* [Requirements]:
Write out every entry word for word.

* [Records shown]:

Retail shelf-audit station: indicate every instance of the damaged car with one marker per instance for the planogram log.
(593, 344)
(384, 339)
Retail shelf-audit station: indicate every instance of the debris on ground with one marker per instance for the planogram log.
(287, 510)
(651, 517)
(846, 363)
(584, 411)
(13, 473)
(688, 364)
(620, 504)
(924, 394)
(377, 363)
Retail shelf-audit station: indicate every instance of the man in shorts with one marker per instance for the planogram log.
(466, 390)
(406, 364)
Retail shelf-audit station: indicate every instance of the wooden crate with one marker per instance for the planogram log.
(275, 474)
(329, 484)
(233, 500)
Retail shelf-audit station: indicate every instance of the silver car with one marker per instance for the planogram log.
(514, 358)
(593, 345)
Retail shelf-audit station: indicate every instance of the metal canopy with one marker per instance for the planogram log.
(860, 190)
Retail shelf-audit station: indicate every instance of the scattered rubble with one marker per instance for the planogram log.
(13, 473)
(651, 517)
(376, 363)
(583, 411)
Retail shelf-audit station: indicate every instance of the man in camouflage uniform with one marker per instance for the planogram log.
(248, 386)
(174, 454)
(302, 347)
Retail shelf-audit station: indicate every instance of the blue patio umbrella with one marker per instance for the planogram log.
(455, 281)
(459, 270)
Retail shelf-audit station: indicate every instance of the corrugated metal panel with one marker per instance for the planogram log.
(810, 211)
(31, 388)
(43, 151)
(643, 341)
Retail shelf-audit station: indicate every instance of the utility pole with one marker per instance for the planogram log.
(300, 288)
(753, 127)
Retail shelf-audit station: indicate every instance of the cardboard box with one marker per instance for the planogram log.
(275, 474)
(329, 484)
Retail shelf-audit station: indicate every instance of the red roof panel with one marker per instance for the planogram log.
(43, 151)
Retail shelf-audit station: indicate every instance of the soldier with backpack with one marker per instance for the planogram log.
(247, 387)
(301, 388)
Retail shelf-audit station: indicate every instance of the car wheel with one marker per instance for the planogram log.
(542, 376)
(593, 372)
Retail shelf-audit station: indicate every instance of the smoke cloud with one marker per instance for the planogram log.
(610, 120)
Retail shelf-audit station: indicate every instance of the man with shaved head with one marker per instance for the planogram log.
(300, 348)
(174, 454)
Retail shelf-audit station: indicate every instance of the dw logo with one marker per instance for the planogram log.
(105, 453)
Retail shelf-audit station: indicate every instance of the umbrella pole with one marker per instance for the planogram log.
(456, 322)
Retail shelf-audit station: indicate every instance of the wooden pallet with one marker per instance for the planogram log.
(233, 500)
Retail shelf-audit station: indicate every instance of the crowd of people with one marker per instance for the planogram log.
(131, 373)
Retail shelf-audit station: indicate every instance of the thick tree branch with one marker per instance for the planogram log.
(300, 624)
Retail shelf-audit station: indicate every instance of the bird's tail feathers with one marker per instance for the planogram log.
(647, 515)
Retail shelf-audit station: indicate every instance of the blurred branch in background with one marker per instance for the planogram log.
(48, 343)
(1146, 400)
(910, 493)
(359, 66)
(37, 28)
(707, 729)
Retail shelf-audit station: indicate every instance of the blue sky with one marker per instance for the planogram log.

* [Completed task]:
Retail shelf-audit station: indicate every instance of the damaged car with one marker per instance for the planogram log.
(593, 344)
(384, 339)
Retail shelf-audit station: indicate every instance of the debris on ground with one marker per instance for the planogram log.
(287, 510)
(651, 517)
(846, 363)
(584, 411)
(13, 473)
(688, 364)
(620, 504)
(924, 394)
(377, 363)
Retail shelf-audit station: indicate every instance of the man in shorts with one marker per instance for the planogram log.
(466, 390)
(406, 364)
Retail shelf-audit station: indicate every instance of the wooden crate with one marker per instance for the planogram log.
(275, 474)
(329, 484)
(233, 500)
Retail shelf-audit station: indicate every instance of the silver car with one marker per instance for the planogram log.
(514, 358)
(593, 345)
Retail shelf-audit station: indicate every instance of the metal canopy with one marker per instance for the planogram log.
(860, 190)
Retail shelf-audit station: indicate every instance of the scattered rubble with one marker per instance for the planogram log.
(13, 473)
(651, 517)
(376, 363)
(583, 411)
Retail shelf-audit station: indicate every instance of the man in camouflage uniform with one marker per instance for the planogram log.
(248, 386)
(174, 454)
(302, 347)
Retail shelf-audit station: indicate every instance of the blue patio umbrella with one marker per instance for the planogram log.
(455, 281)
(459, 270)
Retail shelf-audit station: indicate every instance of the corrugated metal panel with one marker per instance for the planogram log.
(810, 211)
(31, 388)
(43, 151)
(643, 341)
Retail shelf-audit station: indicate every instance of the utility pole with one marker per instance for the planogram log.
(300, 288)
(753, 127)
Retail shelf-audit station: indicate every instance of the cardboard box with one marker per instance for the planogram log.
(275, 474)
(329, 484)
Retail shelf-audit station: indicate every instance of the red roof panel with one marker per instance for the planogram log.
(43, 151)
Retail shelf-audit station: indicate every instance of the soldier with backpack with one marker per instance for the planogram log.
(247, 387)
(301, 388)
Retail shelf-audit station: indicate every instance of the car wheel with one marker per instance for the planogram log.
(542, 376)
(593, 372)
Retail shelf-audit station: indicate every instance of the smoke cloud with one marker per instance for the planogram log.
(610, 120)
Retail shelf-audit station: indicate every instance of the man with shaved head with one marker per instance for the planogram log.
(300, 348)
(174, 454)
Retail shelf-audit station: indicate every instance of the dw logo with one marker per instance for the planogram log.
(105, 453)
Retail shelf-audit station: indicate every instance of the umbrella pole with one marker per instance for the planogram log.
(456, 322)
Retail shelf-audit station: indicate every instance of the wooden pallet with one marker per instance for the planogram log.
(233, 500)
Retail shelf-audit station: indicate every instance of the crowd of people with one marker per instance for the planogram log.
(131, 373)
Retail shelf-audit station: indicate every instance of the thick tree branch with one marker per instance for the planogram log.
(300, 624)
Retail shelf-audit station: indicate every instance of the bird's tail feathers with one marker per instance for the planogram log.
(647, 515)
Retail shelf-audit station: indicate every instance of the blurred branch in background with one marker per instance for the planogram log.
(48, 343)
(1146, 400)
(910, 493)
(359, 66)
(37, 28)
(707, 729)
Retail shelf-audit station: indicate every instance of the blue sky with one marker per instance for the planogram log.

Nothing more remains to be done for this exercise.